_WHAT THIS TASK INVOLVES:_
Reproduce the full forum thread below about George's customer service, word for word.

# Service



## rrs18 (Nov 15, 2005)

Just a note posted here to thank George for the great service he provided on my last order for two kits including the New Zealand Cabernet Blanc and an Island Mist Green Apple Reisling.


Thanks again.


----------



## PolishWineP (Nov 15, 2005)

I heard a rumor that as far as Customer Service, George is the bomb!


----------



## MedPretzel (Nov 15, 2005)




----------



## Fruit n Nut (Nov 15, 2005)

Am I missing summat 'ere ??


----------



## PolishWineP (Nov 15, 2005)

Someone else had commended George the other day and I commented to him that he's the bomb of customer service. He had to ask his 14 yr old what that meant before he knew it was a compliment!


----------



## Fruit n Nut (Nov 15, 2005)

Lol, I remember the thread in question, gee I must keep of the cyser


----------



## jobe05 (Nov 15, 2005)

I can't speak personaly about Georges customer service "yet". But I can say, that the little bit that I have been here and have had discussions with George, He is a true gentleman and businessman. Based on what I have seen (read), and have read what others have to say about him, I would Have to say he is the best that I have ever seen in the wine supply business. Based on what I see of his on line catalog and his prices, George can provide me with the bulk of my supply needs cheaper than any of my local suppliers can, and thats after you include shipping. It's for these reasons, George has a new customer and friend. And look at the dedication he gives to this board.......... Does he ever stop!


----------



## MedPretzel (Nov 15, 2005)

_DATA EXTRACT:_
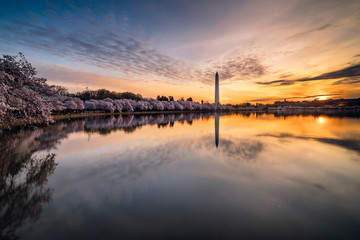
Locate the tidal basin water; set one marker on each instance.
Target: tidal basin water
(183, 176)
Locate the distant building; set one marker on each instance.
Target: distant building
(217, 88)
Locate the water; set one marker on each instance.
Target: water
(183, 176)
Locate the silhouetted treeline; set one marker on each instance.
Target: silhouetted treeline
(104, 93)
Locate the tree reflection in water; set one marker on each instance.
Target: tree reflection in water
(25, 165)
(22, 181)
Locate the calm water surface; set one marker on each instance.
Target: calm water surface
(183, 176)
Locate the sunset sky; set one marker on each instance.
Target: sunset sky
(263, 50)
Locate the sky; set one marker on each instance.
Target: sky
(264, 50)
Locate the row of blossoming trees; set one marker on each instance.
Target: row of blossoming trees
(24, 95)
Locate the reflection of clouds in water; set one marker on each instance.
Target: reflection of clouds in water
(350, 143)
(23, 178)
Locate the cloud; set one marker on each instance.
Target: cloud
(108, 47)
(299, 97)
(350, 80)
(307, 32)
(352, 71)
(105, 48)
(233, 69)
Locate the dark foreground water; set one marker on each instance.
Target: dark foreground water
(195, 176)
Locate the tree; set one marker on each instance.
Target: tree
(162, 98)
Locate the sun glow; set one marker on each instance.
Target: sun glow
(323, 97)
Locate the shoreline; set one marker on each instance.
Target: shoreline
(39, 120)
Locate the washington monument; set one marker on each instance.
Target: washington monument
(216, 88)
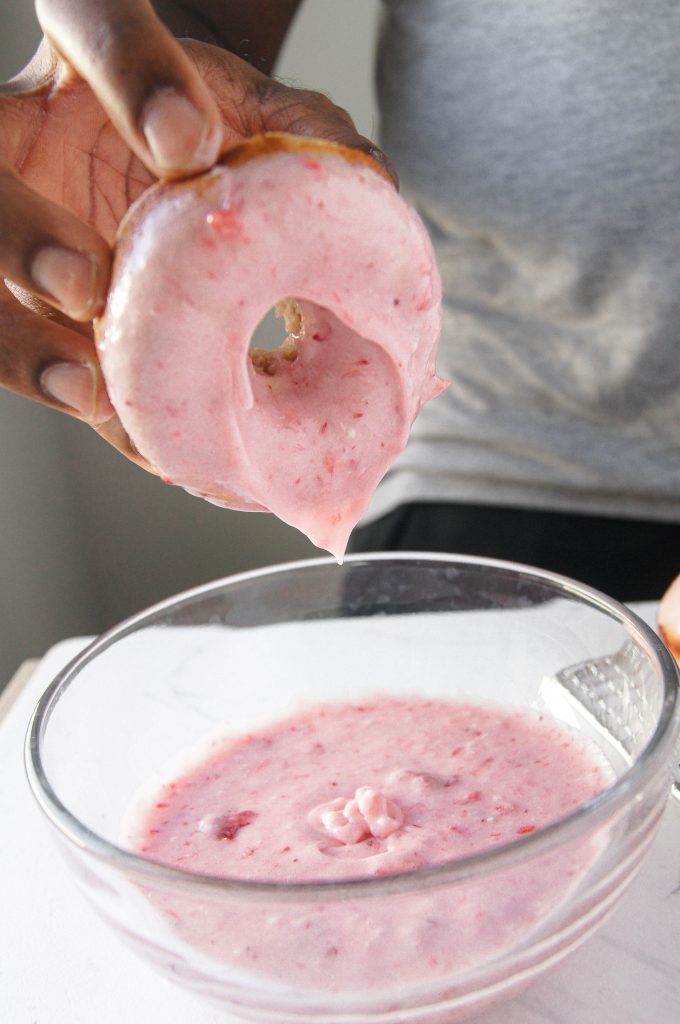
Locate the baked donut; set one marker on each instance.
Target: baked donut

_EXERCISE RESPONSE:_
# Service



## rrs18 (Nov 15, 2005)

Just a note posted here to thank George for the great service he provided on my last order for two kits including the New Zealand Cabernet Blanc and an Island Mist Green Apple Reisling.


Thanks again.


----------



## PolishWineP (Nov 15, 2005)

I heard a rumor that as far as Customer Service, George is the bomb!


----------



## MedPretzel (Nov 15, 2005)




----------



## Fruit n Nut (Nov 15, 2005)

Am I missing summat 'ere ??


----------



## PolishWineP (Nov 15, 2005)

Someone else had commended George the other day and I commented to him that he's the bomb of customer service. He had to ask his 14 yr old what that meant before he knew it was a compliment!


----------



## Fruit n Nut (Nov 15, 2005)

Lol, I remember the thread in question, gee I must keep of the cyser


----------



## jobe05 (Nov 15, 2005)

I can't speak personaly about Georges customer service "yet". But I can say, that the little bit that I have been here and have had discussions with George, He is a true gentleman and businessman. Based on what I have seen (read), and have read what others have to say about him, I would Have to say he is the best that I have ever seen in the wine supply business. Based on what I see of his on line catalog and his prices, George can provide me with the bulk of my supply needs cheaper than any of my local suppliers can, and thats after you include shipping. It's for these reasons, George has a new customer and friend. And look at the dedication he gives to this board.......... Does he ever stop!


----------



## MedPretzel (Nov 15, 2005)